[Rows from a pointing dataset]
══════
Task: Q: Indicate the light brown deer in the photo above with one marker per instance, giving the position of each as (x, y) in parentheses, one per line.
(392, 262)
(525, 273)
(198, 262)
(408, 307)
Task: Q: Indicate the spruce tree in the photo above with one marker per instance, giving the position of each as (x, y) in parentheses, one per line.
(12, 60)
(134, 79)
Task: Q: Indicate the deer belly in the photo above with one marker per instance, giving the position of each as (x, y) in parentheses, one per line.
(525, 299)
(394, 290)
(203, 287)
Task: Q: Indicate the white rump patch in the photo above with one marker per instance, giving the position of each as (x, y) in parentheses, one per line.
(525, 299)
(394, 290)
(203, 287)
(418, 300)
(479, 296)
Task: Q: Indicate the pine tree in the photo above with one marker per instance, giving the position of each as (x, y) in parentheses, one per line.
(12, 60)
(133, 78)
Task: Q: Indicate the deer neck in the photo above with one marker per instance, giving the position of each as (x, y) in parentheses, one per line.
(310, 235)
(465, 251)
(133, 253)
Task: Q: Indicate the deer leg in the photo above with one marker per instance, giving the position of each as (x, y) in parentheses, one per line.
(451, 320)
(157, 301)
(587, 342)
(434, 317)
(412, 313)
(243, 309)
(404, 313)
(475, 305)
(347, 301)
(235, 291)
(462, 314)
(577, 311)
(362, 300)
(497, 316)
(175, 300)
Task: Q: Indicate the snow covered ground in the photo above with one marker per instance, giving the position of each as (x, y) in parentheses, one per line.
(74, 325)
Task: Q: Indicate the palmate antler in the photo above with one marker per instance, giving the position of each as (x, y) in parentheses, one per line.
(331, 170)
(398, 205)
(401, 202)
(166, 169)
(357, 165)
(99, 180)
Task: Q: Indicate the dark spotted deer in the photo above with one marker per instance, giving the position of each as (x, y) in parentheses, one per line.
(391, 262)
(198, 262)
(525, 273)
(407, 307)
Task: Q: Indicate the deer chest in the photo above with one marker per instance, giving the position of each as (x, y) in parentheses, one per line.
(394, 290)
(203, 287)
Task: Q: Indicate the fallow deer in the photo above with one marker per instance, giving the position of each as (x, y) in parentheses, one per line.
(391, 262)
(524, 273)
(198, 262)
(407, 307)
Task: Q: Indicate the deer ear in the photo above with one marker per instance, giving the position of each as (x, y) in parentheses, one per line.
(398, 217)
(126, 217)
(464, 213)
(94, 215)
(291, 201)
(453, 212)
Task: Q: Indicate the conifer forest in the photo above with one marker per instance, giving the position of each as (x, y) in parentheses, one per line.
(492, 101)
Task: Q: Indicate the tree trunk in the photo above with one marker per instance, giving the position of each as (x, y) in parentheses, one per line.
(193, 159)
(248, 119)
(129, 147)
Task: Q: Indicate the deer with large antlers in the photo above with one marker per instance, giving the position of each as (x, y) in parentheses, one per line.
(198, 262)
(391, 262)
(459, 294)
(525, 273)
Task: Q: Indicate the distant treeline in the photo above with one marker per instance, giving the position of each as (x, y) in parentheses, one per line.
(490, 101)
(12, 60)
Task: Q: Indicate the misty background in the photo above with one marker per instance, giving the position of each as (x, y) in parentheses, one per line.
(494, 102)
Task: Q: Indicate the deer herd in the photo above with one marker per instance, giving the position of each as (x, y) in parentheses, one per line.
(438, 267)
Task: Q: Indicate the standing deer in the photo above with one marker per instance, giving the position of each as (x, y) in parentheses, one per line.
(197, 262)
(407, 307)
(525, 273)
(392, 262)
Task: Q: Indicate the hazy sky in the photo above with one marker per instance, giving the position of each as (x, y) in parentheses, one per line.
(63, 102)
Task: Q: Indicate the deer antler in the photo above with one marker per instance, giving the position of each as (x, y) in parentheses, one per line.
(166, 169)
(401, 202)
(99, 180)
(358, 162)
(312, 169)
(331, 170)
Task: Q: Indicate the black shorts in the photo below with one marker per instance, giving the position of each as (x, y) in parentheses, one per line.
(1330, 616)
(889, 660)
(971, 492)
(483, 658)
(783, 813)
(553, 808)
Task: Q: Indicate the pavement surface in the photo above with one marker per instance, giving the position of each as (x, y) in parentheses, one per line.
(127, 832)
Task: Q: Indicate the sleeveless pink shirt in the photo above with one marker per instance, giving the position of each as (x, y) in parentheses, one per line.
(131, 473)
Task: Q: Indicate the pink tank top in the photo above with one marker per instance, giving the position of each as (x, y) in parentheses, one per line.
══════
THE PROBLEM
Return, word for word, each line from the line that contains "Task: Q: Indicate the pavement" to the end of the listing above; include both end lines and nothing else.

RESULT OF THIS TASK
Task: Q: Indicate the pavement surface in the photo above with one marker per instance, giving the position of each as (x, y) in parentheses, one per line.
(127, 832)
Task: Q: Indicate the sleeveless pink shirt in the photo above with one marker per instance, giving the position of each as (x, y) in parentheses, one per line.
(131, 473)
Task: Q: Indicate the pink tank top in the photo above with one marker per instance, giving the position of each as (x, y) in parentheses, one per line.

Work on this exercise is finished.